All entries must be extracted exactly, with nothing added or dropped.

=-=-=

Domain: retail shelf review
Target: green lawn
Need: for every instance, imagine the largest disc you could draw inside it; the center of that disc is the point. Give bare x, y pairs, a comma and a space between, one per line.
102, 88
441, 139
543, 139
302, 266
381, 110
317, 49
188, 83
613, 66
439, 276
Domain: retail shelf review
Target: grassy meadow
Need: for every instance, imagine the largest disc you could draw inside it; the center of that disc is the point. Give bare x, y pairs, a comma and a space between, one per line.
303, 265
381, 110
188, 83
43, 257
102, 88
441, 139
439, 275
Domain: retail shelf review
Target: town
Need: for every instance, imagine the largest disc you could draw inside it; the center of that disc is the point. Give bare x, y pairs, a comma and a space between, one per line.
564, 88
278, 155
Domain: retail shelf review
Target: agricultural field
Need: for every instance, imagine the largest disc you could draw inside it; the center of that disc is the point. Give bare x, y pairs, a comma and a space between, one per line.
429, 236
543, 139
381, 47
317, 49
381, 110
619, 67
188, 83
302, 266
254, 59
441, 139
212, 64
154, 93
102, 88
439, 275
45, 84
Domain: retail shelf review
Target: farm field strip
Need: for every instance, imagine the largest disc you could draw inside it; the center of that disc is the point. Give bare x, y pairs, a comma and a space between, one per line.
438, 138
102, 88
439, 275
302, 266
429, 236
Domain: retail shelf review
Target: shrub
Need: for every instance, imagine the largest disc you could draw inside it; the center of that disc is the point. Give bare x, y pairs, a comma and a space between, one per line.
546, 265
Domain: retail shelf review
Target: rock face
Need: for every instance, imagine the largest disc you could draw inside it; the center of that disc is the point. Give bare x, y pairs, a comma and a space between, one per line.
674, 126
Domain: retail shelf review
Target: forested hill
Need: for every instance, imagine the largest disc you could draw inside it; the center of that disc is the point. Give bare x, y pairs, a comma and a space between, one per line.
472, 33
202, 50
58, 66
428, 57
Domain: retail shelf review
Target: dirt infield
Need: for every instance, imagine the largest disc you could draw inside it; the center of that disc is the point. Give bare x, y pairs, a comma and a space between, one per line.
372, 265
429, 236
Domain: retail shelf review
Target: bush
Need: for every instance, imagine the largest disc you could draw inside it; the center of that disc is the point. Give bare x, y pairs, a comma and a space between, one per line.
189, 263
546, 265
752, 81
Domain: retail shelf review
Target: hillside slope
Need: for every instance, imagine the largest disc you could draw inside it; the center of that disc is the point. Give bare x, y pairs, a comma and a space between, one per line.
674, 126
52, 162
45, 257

=-=-=

#### [Written solution]
Domain: retail shelf review
Target: green lawn
Need: for every instance, imagine the largest disc you could draw inside it; the center of that disc is the point. Give bare x, y pairs, a comma and a space between, one per line.
102, 88
441, 139
543, 139
302, 266
381, 110
317, 49
188, 83
613, 66
439, 276
Domain: retail shelf review
Target: grassy meadow
Need: for every instance, imagine the largest disc you could draw inside it; the center of that disc is the point. Give bare x, y pairs, a comma and a space between, one per line.
303, 265
381, 110
188, 83
43, 257
102, 88
441, 139
439, 275
Domain: retail shelf review
Target: town
Need: for every instance, imagine the largest disc you could draw inside it; the center of that disc is the point. Give bare x, y pairs, a comma and a space between, one per line.
564, 88
278, 155
Domain: retail shelf review
Target: agricultural field
Need: for every instance, imagine the largest disc you could draw inside it; the center of that disc is the point. Give bare x, y pairs, a comma and a space between, one per line.
429, 236
543, 139
381, 47
317, 49
381, 110
619, 67
188, 83
302, 266
254, 59
441, 139
212, 64
154, 93
102, 88
439, 275
45, 84
Domain: retail shelf review
Target: farm field strip
Need: for every instance, imagine the largest disc you could draw inside it; the center of that disc is the point. Give bare x, y pairs, a comma and a space between, one per line.
438, 138
102, 88
439, 275
302, 266
429, 236
Domain: retail shelf review
Target: shrub
Need: for every instance, imagine the largest disc you could draw inside it; the center of that disc is the point. Give bare x, y pairs, a comma and a space between, one per line.
546, 265
Domain: retail shelf review
Target: rock face
Need: for every instance, imagine the largest disc you could draw inside it; the center of that disc is the point. Give bare x, y pairs, a comma and a space between, one per line.
674, 126
Domain: retail shelf review
Target: forested hill
Need: for every instance, imagine the largest disc you could draw inside it; the center of that disc is the point. Give bare x, y pairs, a comma and a space between, one per line.
472, 33
202, 50
58, 66
428, 57
Domain: retail shelf review
Target: dirt infield
Need: for every instance, imagine the largest disc you could draw inside it; the center of that disc is the point. Give bare x, y pairs, a comma and a space between, one per line.
372, 265
429, 236
Domain: retail shelf review
Target: bush
Need: for every instance, imagine the largest disc you could draw inside it; the center of that disc is the point. Give bare x, y pairs, a comma and a space between, one per line.
189, 263
546, 265
752, 81
Domain: retail shelf review
Target: hillside slope
Need: for every instance, imagine the largest disc you could draw inside it; the center of that disc is the point. Give bare x, y pairs, a comma and a space between, one per line.
674, 126
52, 162
45, 257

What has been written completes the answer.